Aim of the task =
Reproduce everything from the line containing "107, row 28." down to the line containing "column 68, row 86", switching each "keypoint" to "marker" and leaving all else unchanged. Give only that stretch of the data.

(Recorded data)
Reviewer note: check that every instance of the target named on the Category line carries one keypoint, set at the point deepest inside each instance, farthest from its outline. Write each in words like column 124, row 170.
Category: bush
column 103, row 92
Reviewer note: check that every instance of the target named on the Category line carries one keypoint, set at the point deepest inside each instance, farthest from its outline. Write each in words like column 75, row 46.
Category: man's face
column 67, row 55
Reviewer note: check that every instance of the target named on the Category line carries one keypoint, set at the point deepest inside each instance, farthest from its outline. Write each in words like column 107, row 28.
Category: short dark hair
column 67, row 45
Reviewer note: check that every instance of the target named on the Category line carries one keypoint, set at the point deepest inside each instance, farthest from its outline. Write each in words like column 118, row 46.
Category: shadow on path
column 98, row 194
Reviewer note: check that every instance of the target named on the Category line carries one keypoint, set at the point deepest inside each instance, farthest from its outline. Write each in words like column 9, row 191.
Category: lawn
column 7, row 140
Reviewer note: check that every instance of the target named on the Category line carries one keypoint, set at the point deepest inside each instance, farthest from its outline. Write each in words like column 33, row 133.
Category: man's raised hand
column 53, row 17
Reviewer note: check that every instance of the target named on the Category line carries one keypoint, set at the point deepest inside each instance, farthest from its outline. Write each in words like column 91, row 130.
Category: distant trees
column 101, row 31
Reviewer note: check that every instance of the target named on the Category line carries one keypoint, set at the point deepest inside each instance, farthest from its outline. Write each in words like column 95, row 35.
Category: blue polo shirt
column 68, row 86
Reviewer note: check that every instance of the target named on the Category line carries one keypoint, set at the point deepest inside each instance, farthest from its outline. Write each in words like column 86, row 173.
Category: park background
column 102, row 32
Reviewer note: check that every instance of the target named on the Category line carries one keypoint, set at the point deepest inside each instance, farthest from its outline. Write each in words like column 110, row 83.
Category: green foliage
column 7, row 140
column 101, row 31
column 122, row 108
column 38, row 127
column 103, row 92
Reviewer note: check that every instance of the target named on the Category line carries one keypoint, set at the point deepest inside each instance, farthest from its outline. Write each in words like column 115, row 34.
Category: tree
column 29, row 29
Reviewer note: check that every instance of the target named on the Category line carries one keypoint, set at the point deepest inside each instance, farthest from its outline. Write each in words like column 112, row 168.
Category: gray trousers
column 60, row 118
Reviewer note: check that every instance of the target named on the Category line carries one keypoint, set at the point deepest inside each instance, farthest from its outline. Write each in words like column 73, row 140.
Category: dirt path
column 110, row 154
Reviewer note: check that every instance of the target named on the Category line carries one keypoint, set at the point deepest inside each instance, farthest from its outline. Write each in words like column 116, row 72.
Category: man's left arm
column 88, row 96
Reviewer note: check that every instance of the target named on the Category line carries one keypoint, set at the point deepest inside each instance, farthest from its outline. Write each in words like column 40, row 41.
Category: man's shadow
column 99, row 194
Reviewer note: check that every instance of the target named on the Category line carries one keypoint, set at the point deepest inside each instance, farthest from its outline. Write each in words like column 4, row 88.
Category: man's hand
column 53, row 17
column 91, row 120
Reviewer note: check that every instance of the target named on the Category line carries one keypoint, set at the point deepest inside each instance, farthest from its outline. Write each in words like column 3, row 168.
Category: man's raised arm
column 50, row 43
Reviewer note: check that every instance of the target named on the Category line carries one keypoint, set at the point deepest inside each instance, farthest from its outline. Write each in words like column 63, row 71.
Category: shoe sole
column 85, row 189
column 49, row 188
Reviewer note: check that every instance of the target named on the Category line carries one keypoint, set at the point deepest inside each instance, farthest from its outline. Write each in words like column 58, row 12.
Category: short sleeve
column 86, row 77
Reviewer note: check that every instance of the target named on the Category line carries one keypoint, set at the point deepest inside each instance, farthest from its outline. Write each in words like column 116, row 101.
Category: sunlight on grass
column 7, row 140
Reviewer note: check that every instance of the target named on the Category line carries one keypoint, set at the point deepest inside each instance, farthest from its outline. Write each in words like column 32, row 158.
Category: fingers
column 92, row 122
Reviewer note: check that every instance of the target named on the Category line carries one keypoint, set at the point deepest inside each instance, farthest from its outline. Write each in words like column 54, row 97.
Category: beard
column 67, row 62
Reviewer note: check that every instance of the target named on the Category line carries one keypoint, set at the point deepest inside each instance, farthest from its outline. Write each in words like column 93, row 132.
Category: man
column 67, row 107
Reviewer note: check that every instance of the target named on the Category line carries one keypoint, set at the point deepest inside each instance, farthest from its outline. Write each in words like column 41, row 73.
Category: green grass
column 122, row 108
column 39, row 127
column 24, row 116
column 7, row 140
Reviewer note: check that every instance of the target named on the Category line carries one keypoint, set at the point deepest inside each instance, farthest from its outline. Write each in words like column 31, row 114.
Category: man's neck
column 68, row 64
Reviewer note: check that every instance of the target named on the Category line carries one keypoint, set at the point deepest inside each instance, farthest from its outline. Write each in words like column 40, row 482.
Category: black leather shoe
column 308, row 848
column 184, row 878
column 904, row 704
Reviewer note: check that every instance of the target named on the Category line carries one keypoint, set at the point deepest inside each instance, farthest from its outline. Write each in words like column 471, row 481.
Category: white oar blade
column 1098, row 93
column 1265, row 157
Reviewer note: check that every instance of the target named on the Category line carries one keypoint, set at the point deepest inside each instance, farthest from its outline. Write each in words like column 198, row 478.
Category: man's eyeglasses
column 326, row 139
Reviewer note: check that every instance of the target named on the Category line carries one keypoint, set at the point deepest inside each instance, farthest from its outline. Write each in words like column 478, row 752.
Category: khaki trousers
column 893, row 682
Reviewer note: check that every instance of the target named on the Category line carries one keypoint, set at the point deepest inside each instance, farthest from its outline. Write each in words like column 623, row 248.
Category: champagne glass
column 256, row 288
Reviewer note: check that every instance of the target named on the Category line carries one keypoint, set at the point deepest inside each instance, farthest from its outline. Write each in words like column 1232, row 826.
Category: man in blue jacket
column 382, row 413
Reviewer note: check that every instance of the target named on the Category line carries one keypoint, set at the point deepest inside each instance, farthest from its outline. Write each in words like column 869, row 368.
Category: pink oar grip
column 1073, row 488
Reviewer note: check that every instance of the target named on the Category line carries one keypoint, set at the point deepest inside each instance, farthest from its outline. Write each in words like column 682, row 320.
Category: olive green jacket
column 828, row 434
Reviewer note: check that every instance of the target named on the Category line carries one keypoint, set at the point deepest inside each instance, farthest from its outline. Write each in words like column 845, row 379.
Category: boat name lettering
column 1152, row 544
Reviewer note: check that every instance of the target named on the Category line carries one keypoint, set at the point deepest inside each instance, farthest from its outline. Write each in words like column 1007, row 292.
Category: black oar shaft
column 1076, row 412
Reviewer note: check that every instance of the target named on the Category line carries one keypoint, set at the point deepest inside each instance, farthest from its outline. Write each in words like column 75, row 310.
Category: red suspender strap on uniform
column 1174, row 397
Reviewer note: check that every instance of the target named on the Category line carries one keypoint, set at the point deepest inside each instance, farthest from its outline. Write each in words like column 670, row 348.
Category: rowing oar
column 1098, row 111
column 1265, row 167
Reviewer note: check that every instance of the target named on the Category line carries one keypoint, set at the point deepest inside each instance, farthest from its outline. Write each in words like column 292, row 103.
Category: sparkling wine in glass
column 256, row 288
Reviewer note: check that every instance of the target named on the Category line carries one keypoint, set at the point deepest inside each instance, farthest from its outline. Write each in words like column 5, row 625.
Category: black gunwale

Finished task =
Reviewer note: check that every instance of the target named on the Category line carries one marker, set at the point deepest inside each instance, farthest from its outline. Write each in words like column 107, row 28.
Category: short dark hair
column 67, row 45
Reviewer note: check that every instance of the target named on the Category line carries one marker, set at the point deepest inside each instance, farthest from its outline. Write each in words like column 118, row 46.
Category: shadow on path
column 98, row 194
Reviewer note: check that every instance of the target named on the Category line carries one marker, set at the point deepest inside each instance, farthest from its outline. Write each in words like column 9, row 191.
Category: lawn
column 7, row 140
Reviewer note: check that every instance of the target named on the Category line carries one marker, set at the point deepest inside each instance, farthest from its outline. Write each in words like column 33, row 133.
Category: man's raised hand
column 53, row 17
Reviewer note: check that every instance of the target named on the Category line carries one marker, set at the point deepest inside each instance, farthest from its outline. Write each in words like column 91, row 130.
Category: distant trees
column 101, row 31
Reviewer note: check that every instance of the target named on the Category line carries one marker, set at the point deepest inside each instance, farthest from its outline. Write each in words like column 95, row 35.
Category: blue polo shirt
column 68, row 86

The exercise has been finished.